BEGIN Selected extract
All Is Well (in Portuguese Por aqui tudo bem, ; in French Tout Va Bien) is a 2011 film by Angolan filmmaker Pocas Pascoal. It was shown at the Malta Film Festival and Germany's Africa Alive Festival's 2014 edition. The film has a duration time of 94 minutes.

Plot
The film deals with a pair of young, teen-aged sisters, the sixteen years old Aida and the seventeen years old Maria, escaping Angola to live in Lisbon, Portugal during 1980, in order to escape the Angolan civil war of that era.

The pair make it to Lisbon, where life proves to be harsh for the two African women. They have a hard time adapting to their new country and its customs and culture, but then a tragic event changes their lives once again.

Cast
Ciomara Morais as Alda
Cheila Lima as Maria
Willion Brandão as Carlos
Vera Cruz as Alice

Reception
All Is Well received mixed reviews from critics. Oscar Moralde of Slant Magazine praised Pascoal's depiction of the challenges of Angolan refugees and its impact on the bond between Alda and Maria. Moralde also praised the characterization of Alda and Maria themselves, writing that "Pascoal is steadfast in presenting Alda and Maria as people, not symbols". Robert Koehler's review for Variety was more critical, stating that the cast "lack[ed] a sense of character nuance" and criticizing the dialogue and filmography as unimpressive. Justin Lowe of The Hollywood Reporter wrote that while Pascoal accurately captured the difficulties of refugees, "the film's near-relentless negativity becomes wearying".
END Selected extract
BEGIN Recorded data
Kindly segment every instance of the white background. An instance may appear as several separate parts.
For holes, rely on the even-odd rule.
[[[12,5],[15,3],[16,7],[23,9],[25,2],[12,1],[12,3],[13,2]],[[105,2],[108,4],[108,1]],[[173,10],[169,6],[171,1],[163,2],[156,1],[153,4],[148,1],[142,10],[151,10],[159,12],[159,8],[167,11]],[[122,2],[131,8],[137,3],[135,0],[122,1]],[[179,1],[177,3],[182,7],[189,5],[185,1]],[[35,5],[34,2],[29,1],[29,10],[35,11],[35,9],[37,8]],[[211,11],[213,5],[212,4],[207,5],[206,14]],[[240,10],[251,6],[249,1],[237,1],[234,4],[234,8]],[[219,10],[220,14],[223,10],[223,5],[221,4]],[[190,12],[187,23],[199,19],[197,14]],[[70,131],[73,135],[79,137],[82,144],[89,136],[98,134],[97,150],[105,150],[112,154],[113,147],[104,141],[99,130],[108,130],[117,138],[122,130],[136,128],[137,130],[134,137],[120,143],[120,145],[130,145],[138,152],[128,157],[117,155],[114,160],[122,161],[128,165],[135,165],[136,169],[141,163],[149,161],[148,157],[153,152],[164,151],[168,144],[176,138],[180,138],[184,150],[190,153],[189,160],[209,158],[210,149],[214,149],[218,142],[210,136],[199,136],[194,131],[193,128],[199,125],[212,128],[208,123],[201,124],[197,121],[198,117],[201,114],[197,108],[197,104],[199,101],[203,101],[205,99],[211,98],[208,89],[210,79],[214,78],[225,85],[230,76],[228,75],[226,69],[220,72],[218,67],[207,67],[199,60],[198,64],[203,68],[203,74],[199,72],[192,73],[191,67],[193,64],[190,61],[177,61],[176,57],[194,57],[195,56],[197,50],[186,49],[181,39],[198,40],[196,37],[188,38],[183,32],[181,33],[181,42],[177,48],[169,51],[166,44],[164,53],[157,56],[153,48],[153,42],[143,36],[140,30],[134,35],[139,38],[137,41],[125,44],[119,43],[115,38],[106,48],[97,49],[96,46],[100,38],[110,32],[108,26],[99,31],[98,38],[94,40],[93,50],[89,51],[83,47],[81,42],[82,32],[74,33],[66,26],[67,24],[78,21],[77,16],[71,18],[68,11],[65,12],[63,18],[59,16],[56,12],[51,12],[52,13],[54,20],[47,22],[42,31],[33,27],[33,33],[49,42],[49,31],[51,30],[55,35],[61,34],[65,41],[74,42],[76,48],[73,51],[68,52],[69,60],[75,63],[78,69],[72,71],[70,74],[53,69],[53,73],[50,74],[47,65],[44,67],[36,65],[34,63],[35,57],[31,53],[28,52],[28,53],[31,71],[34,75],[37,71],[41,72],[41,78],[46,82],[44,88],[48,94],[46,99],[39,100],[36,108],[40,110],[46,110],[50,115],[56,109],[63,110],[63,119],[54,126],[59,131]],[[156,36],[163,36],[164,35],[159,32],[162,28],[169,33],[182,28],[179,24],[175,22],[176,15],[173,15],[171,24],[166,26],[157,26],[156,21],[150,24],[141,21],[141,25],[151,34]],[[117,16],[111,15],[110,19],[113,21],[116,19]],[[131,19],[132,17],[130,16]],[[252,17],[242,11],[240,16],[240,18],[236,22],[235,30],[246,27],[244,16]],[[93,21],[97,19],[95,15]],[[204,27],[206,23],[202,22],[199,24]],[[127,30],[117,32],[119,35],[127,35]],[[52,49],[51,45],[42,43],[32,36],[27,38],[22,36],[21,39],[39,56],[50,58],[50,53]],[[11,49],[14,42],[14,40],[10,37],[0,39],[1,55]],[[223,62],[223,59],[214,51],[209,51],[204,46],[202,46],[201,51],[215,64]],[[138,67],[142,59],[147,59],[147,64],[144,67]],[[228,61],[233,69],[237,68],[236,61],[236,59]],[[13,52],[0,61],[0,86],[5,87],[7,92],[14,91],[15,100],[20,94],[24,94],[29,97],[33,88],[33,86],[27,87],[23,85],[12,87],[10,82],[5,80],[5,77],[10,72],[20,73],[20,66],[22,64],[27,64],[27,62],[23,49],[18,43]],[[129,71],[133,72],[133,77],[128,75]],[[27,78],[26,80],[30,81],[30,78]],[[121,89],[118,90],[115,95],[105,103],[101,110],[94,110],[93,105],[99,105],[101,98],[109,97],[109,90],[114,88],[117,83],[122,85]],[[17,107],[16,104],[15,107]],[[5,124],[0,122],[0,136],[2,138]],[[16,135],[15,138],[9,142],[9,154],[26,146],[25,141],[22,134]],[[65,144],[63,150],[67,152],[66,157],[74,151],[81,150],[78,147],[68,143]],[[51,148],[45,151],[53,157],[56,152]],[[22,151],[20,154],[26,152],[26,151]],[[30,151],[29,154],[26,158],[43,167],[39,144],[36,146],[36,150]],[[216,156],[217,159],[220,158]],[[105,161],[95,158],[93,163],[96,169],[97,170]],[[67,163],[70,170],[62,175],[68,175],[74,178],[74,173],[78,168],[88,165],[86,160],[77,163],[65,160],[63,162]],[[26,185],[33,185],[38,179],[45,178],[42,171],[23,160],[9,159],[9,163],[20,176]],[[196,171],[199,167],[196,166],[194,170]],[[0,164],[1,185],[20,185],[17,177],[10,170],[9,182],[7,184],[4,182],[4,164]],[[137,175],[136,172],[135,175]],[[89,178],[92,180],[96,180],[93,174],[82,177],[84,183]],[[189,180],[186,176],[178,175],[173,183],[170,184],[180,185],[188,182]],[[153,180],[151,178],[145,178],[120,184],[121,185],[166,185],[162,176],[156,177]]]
END Recorded data
• Requirements
In the text about the film All Is Well, which actor plays Carlos?

• Exercise output
Willion Brandão